Your task: Recast the lines from the line with "For every instance of the woman in" to the line with "x=825 y=154" as a two-column CSV with the columns text and points. Give one row for each text line and the points that follow it, with each field in quotation marks and line breaks turned into spaces.

[Image object location entries]
★ ★ ★

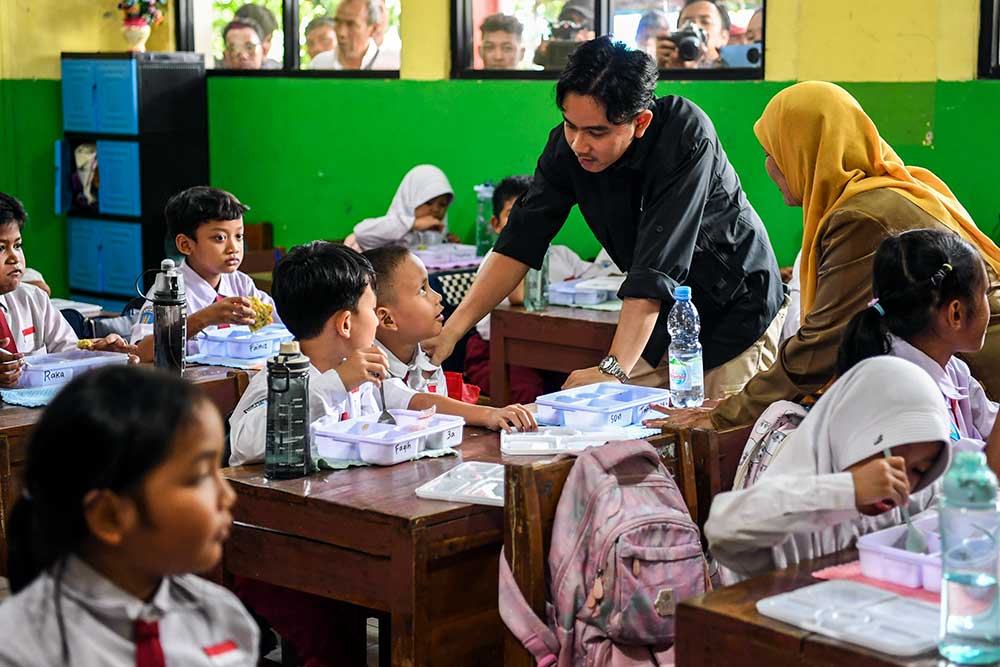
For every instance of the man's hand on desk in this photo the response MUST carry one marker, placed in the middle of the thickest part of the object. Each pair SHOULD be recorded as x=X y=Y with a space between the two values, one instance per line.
x=585 y=376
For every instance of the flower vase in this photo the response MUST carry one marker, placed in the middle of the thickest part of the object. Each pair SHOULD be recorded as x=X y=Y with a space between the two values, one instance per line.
x=136 y=32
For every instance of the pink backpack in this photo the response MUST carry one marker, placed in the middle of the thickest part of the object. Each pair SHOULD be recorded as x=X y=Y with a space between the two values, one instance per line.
x=624 y=553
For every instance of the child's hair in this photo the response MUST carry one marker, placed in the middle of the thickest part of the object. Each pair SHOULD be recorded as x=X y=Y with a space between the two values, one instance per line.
x=510 y=187
x=914 y=274
x=385 y=261
x=315 y=281
x=189 y=209
x=12 y=211
x=92 y=437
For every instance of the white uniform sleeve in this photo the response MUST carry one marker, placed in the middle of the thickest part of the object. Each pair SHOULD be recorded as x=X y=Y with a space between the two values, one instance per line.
x=397 y=394
x=59 y=335
x=743 y=526
x=376 y=232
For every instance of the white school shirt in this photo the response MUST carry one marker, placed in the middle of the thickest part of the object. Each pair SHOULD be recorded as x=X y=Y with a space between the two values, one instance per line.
x=564 y=264
x=200 y=295
x=327 y=396
x=37 y=326
x=420 y=375
x=200 y=624
x=375 y=58
x=803 y=504
x=972 y=413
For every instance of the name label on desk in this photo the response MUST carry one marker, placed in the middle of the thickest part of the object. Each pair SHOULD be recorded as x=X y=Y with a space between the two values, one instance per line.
x=57 y=376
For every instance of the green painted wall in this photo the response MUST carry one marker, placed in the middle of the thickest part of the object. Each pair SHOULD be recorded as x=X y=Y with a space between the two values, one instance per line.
x=316 y=156
x=30 y=123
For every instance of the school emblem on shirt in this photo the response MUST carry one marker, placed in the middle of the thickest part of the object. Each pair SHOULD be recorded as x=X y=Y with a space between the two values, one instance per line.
x=226 y=653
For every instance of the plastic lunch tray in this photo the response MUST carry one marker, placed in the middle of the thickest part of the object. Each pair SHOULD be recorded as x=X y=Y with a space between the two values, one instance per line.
x=240 y=343
x=59 y=368
x=475 y=482
x=555 y=440
x=881 y=560
x=569 y=293
x=364 y=439
x=859 y=614
x=598 y=405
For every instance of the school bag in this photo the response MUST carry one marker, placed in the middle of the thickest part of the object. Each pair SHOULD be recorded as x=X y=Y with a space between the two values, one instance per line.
x=767 y=437
x=624 y=553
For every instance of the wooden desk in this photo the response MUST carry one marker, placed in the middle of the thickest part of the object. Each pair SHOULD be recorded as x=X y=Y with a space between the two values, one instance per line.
x=723 y=628
x=556 y=339
x=361 y=535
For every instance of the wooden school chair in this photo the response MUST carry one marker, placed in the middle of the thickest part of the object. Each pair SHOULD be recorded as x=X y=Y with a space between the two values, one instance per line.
x=532 y=493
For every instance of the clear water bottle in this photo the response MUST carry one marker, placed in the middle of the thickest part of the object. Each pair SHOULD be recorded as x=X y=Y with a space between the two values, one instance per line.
x=287 y=452
x=169 y=299
x=687 y=376
x=970 y=528
x=484 y=230
x=536 y=287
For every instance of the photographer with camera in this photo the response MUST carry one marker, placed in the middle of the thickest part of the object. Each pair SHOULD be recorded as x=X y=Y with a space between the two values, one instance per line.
x=574 y=26
x=656 y=188
x=703 y=29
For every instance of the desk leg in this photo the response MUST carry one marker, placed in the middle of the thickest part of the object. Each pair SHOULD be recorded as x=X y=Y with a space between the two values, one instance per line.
x=499 y=368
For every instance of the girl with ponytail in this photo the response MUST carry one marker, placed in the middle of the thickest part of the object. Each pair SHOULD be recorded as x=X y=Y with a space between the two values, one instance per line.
x=122 y=501
x=930 y=303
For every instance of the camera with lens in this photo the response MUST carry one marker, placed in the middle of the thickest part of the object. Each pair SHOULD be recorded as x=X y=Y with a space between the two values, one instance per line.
x=689 y=40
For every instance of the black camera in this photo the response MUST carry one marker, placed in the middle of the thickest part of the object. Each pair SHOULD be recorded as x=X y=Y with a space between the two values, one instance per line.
x=689 y=40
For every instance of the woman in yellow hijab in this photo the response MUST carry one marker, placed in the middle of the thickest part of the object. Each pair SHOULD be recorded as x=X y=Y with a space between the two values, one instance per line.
x=825 y=154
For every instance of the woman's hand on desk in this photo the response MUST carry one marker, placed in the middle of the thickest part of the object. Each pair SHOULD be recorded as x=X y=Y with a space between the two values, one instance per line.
x=10 y=366
x=682 y=417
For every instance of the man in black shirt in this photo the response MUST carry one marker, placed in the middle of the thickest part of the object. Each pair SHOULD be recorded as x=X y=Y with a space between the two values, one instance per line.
x=656 y=188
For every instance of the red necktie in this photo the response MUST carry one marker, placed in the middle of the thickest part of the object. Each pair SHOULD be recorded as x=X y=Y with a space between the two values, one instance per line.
x=148 y=652
x=5 y=332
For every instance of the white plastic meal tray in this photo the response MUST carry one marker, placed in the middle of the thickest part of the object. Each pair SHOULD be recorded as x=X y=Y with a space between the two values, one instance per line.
x=859 y=614
x=882 y=558
x=364 y=439
x=474 y=482
x=239 y=343
x=44 y=370
x=598 y=406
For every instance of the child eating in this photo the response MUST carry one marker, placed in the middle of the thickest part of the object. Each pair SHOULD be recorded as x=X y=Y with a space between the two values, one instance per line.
x=408 y=312
x=103 y=542
x=207 y=227
x=830 y=481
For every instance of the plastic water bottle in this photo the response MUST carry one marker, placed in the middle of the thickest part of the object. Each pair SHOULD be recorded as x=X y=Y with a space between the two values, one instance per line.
x=484 y=230
x=536 y=287
x=287 y=452
x=169 y=299
x=687 y=376
x=970 y=528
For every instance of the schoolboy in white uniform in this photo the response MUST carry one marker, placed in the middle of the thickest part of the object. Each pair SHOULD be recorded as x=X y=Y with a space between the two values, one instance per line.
x=207 y=226
x=409 y=311
x=29 y=324
x=829 y=482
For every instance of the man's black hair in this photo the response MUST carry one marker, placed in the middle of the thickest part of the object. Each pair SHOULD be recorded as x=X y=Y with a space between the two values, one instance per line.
x=315 y=281
x=189 y=209
x=12 y=211
x=510 y=187
x=727 y=21
x=622 y=80
x=502 y=23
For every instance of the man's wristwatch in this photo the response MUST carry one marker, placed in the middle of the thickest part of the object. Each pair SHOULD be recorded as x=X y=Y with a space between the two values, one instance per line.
x=610 y=366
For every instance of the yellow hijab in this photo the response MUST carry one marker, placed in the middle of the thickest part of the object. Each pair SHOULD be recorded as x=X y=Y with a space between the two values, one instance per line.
x=830 y=150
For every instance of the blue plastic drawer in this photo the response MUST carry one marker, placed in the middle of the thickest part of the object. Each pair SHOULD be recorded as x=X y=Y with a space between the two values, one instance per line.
x=79 y=90
x=122 y=257
x=85 y=239
x=117 y=97
x=118 y=162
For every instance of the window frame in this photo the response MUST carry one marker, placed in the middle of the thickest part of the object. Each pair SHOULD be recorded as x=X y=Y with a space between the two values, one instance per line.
x=989 y=39
x=184 y=35
x=462 y=29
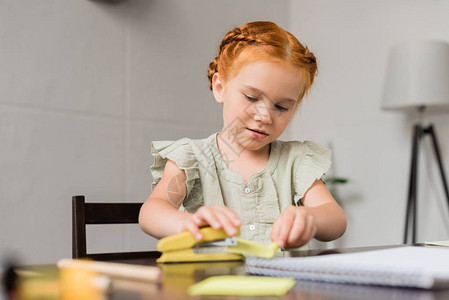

★ ★ ★

The result:
text,points
"For every instance of the woman in yellow hijab in this photo the response MUST carry one marker, placed in the middle of the thickest part of the object. Each pair SHOULD be recorded as x=X y=Y with a space between the two values, one instance per line.","x=825 y=154"